Text extract >>
▬▬▬▬▬▬
Laurent Therrien, vice-president of strategy and development at Alto, told OBJ in an interview this week that Alto’s recent tourism impact report is a “call to action.” The report highlights the project's potential benefits, such as increased tourism traffic and spending, while underscoring the need for active local support.
“What international experience shows is that when you implement high-speed rail, it always acts as a strong lever for tourism development,” said Therrien. “Now the extent to which the destination will benefit depends on coordination, essentially how much the tourism sector works together on promotion, programming, destination practices and last-mile connections.”
Last-mile connections could prove especially necessary in Ottawa, as Alto CEO Martin Imbleau has expressed skepticism about the possibility of a downtown station.
Many Ottawa stakeholders, including Mayor Mark Sutcliffe, would like to see the station located in the city centre, with the former Union Station on Rideau Street as the most likely potential site. But in recent media interviews, Imbleau has cast doubt on the idea, saying the process of building underground would be costly and difficult.
Though a decision has not been finalized, the existing Via Rail station on Tremblay Road has been raised by Imbleau as the most likely contender.
Therrien said confirmation of the location is expected by the end of the year.
While outside the city centre, the Tremblay location has some benefits, including an LRT station on-site. Therrien said that kind of interconnectivity could help boost tourism impacts.
▬▬▬▬▬▬
Provided data >>
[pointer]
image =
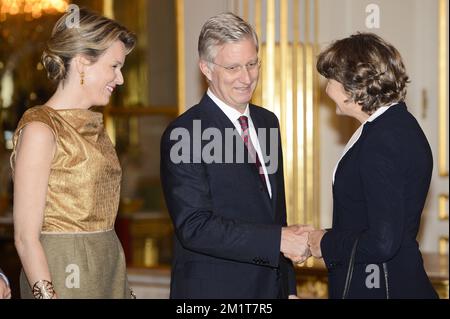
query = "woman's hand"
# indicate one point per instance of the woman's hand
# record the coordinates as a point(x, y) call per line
point(314, 239)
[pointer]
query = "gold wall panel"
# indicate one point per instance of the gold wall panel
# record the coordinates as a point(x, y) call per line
point(288, 87)
point(443, 88)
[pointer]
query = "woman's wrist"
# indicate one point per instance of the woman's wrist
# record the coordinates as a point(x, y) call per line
point(43, 289)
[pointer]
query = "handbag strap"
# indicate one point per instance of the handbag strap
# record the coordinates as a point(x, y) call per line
point(351, 264)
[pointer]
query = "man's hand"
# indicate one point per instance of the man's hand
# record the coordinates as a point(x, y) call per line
point(294, 242)
point(5, 291)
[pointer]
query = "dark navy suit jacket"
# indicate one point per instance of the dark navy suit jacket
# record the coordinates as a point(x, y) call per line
point(228, 229)
point(380, 188)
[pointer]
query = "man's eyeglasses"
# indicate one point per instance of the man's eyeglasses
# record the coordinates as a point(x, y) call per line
point(236, 69)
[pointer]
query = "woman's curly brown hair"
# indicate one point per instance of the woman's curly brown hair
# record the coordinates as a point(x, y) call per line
point(370, 69)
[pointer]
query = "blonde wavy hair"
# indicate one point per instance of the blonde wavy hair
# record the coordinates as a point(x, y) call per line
point(91, 38)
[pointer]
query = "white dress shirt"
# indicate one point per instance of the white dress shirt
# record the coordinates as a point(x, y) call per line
point(234, 115)
point(355, 137)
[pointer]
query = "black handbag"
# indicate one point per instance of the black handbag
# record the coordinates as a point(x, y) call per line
point(351, 265)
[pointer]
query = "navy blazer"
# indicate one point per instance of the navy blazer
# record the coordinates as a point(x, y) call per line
point(380, 188)
point(227, 228)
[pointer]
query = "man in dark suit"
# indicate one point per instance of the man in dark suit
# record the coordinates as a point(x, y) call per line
point(224, 193)
point(5, 291)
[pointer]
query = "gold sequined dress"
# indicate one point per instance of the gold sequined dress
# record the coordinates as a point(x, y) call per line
point(85, 257)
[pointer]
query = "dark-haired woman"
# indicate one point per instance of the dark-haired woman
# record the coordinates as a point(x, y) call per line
▬▬▬▬▬▬
Exercise requirements >> In the passage on Alto's high-speed rail project, what areas does Therrien say the tourism sector needs to work together on?

Task answer >> Promotion, programming, destination practices, and last-mile connections.